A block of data
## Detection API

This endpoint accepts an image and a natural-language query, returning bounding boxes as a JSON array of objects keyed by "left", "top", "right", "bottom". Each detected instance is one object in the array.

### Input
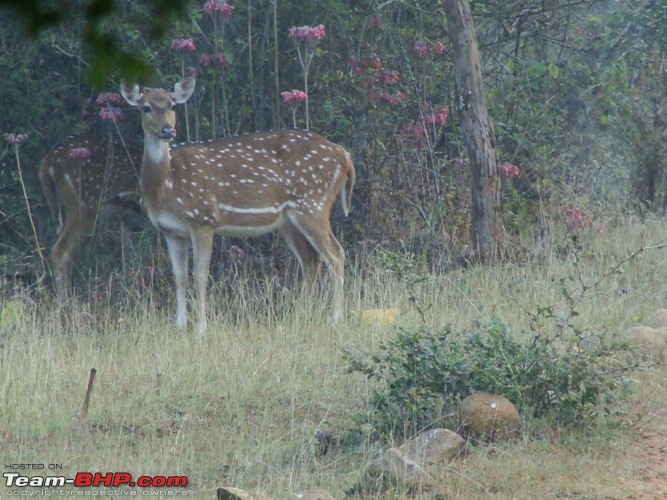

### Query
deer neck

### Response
[{"left": 141, "top": 134, "right": 171, "bottom": 210}]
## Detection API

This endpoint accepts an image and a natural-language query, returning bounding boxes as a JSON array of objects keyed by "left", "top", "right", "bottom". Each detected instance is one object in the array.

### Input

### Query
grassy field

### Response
[{"left": 0, "top": 220, "right": 667, "bottom": 499}]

YOUR INSTRUCTIONS →
Can you give every line of the entries above as a numbered list, skipping blank lines and leaving out the pictures?

RESULT →
1. ## Detection API
2. This endpoint accepts an image and a natural-language query, returning bounding boxes as a JSON array of objects keyed by "left", "top", "right", "bottom". Each detected instance is one object in the array.
3. ### Input
4. ### Query
5. deer neck
6. ### Response
7. [{"left": 141, "top": 134, "right": 171, "bottom": 210}]
8. ## Detection API
9. This endpoint accepts an image and a natural-language query, returning bounding boxes as a JSON array of objects keyed by "left", "top", "right", "bottom". Each detected instance is one object in the array.
10. ### Input
11. ### Query
12. grassy field
13. ### Response
14. [{"left": 0, "top": 220, "right": 667, "bottom": 499}]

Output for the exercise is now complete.